I was quoting the statistics, I wasn't pretending to be a statistician
Sir Roy Meadow struck off by GMC
BBC News, 15 July 2005
Beyond reasonable doubt
Plus Magazine, 2002
Multiple sudden infant deaths--coincidence or beyond coincidence
Paediatric and Perinatal Epidemiology 2004, 18, 320-326
Sir Roy Meadow is a pediatrician, well known for his research in child abuse. The BBC article reports that the UK General Medical Council (GMC) has found Sir Roy guilty of serious professional misconduct and has "struck him off" the medical registry. If upheld under appeal, this will prevent Meadow from practicing medicine in the UK.
This decision was based on a flawed statistical estimate that Meadow made while testifying as an expert witness in a 1999 trial in which a Sally Clark was found guilty of murdering her two baby boys and given a life sentence.
To understand Meadow's testimony we need to know what SIDS (sudden infant death syndrome) is. The name SIDS was proposed by the pathologist Bruce Beckwih at a conference in 1969 and the definition, which is still current, along with many others,was formulated at the conference by Beckwith and others as follows:
The sudden death of a baby that is unexpected by history and in whom a thorough post-mortem examination fails to demonstrate an adequate cause of death.
The death of Sally Clark's first baby was reported as a cot death, which is another name for SIDS. Then when her second baby died she was arrested and tried for murdering both her children.
We were not able to find a transcript for the original trial but from Lexis Nexis we found transcripts of two appeals that the Clarks made, one in October 2000 that they lost, and the other in April 2003 which they won, releasing Sally after four and a half years in jail. The 2003 transcript reported on the statistical testimony in the original trial as follows:
Professor Meadow was asked about some statistical information as to the happening of two cot deaths within the
same family, which at that time was about to be published in a report of a government funded multi-disciplinary research team, the Confidential Enquiry into Sudden Death in Infancy (CESDI) entitled 'Sudden Unexpected Deaths in Infancy' to which the professor was then writing a Preface. Professor Meadow said that it was 'the most reliable study and easily the largest and in that sense the latest and the best' ever done in this country.
It was explained to the jury that there were factors that were suggested as relevant to the chances of a SIDS death within a given family; namely the age of the mother, whether there was a smoker in the household and the absence of a wage-earner in the family.
None of these factors had relevance to the Clark family and Professor Meadow was asked if a figure of 1 in 8,543 reflected the risk of there being a single SIDS within such a family. He agreed that it was. A table from the CESDI report was placed before the jury. He was then asked if the report calculated the risk of two infants dying of SIDS in that family by chance. His reply was: 'Yes, you have to multiply 1 in 8,543 times 1 in 8,543 and I think it gives that in the penultimate paragraph. It points out that it's approximately a chance of 1 in 73 million.'
It seems that at this point Professor Meadow's voice was dropping and so the figure was repeated and then Professor Meadow added: 'In England, Wales and Scotland there are about say 700,000 live births a year, so it is saying by chance that happening will occur about once every hundred years.'
Mr. Spencer [for the prosecution] then pointed to the suspicious features alleged by the Crown in this present case and asked: 'So is this right, not only would the chance be 1 in 73 million but in addition in these two deaths there are features, which wuld be regarded as suspicious in any event?' He elicited the reply 'I believe so'.

### INFORMATION SUPPLIED
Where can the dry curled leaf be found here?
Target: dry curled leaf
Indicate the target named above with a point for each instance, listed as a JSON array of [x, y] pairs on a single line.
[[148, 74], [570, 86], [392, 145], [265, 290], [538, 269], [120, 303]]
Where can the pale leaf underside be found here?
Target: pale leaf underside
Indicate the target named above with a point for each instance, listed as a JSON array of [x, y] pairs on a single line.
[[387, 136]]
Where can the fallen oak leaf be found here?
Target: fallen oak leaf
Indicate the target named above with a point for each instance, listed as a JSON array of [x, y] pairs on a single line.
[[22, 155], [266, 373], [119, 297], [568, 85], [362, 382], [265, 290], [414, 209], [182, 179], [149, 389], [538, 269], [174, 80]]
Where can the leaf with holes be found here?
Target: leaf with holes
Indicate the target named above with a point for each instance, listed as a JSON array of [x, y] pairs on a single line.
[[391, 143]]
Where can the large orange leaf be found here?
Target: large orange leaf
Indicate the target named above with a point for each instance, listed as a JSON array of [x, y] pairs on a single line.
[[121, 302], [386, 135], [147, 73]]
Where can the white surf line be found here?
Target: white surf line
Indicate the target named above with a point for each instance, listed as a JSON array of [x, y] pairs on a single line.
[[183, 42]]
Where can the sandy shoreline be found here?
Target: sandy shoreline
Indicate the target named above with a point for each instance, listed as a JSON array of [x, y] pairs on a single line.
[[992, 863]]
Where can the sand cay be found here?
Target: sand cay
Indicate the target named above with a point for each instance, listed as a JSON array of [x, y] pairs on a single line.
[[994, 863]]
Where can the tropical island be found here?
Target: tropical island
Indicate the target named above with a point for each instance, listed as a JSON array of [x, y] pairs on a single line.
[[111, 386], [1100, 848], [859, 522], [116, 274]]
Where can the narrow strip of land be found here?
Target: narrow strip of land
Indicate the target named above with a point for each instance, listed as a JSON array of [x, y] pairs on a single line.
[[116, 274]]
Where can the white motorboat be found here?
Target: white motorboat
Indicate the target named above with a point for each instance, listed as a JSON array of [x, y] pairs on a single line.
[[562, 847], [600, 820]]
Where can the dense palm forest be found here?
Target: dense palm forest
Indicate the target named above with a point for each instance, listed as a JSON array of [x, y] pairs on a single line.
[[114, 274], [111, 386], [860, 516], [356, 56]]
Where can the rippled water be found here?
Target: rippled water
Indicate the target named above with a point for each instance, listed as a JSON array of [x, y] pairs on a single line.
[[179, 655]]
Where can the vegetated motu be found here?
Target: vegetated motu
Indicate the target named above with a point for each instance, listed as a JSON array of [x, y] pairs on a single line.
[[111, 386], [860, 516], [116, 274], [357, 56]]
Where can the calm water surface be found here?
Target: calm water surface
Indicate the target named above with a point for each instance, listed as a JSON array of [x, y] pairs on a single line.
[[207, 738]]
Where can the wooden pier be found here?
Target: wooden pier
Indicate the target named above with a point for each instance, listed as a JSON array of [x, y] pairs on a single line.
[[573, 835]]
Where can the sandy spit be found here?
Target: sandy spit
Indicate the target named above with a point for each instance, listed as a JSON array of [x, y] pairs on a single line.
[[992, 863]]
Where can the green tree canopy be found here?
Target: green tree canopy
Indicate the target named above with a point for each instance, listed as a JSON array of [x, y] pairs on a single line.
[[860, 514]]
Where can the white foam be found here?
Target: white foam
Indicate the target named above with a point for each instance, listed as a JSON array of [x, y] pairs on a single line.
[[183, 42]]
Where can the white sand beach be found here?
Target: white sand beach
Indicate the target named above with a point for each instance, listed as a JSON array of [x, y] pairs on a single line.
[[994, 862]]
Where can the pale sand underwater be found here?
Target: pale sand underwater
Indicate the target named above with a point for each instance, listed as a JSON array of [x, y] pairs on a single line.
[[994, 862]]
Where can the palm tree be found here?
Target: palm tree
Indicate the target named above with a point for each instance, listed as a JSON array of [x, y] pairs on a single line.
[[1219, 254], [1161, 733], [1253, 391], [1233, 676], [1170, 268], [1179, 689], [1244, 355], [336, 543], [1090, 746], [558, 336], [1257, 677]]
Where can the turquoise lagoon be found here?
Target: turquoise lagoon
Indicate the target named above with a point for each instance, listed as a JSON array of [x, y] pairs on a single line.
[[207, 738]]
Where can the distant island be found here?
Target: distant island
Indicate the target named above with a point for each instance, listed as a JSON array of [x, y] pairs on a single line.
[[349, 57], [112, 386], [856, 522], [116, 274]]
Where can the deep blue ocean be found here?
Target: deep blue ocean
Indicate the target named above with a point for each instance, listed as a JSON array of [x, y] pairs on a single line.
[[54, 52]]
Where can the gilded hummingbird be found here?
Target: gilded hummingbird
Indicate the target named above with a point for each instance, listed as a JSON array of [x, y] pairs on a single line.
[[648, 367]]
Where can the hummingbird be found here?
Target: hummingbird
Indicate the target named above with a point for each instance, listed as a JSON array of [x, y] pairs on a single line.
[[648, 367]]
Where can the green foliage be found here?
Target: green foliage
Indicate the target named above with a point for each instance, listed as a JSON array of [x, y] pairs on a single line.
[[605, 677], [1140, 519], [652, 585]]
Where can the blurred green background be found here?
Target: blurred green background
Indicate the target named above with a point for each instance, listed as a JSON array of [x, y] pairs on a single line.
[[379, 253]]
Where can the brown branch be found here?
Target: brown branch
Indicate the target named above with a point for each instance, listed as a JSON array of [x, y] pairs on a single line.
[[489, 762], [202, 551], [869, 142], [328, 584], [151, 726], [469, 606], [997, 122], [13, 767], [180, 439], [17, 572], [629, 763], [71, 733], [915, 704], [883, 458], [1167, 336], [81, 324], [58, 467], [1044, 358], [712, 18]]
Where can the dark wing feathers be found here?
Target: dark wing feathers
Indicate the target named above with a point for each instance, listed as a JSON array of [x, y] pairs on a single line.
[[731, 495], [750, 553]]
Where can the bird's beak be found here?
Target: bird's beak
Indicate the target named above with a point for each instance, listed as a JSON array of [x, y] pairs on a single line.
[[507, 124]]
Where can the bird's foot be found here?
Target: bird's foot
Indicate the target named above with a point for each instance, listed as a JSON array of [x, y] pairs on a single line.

### TASK SET
A) From the text on Sir Roy Meadow, list every factor the jury was told was suggested as relevant to the chances of a SIDS death within a family.
B) In the text on Sir Roy Meadow, pull out the stretch from "To understand Meadow's" through "cause of death." word for word.

### LIST OF SOLUTIONS
A)
- the age of the mother
- whether there was a smoker in the household
- the absence of a wage-earner in the family

B)
To understand Meadow's testimony we need to know what SIDS (sudden infant death syndrome) is. The name SIDS was proposed by the pathologist Bruce Beckwih at a conference in 1969 and the definition, which is still current, along with many others,was formulated at the conference by Beckwith and others as follows:
The sudden death of a baby that is unexpected by history and in whom a thorough post-mortem examination fails to demonstrate an adequate cause of death.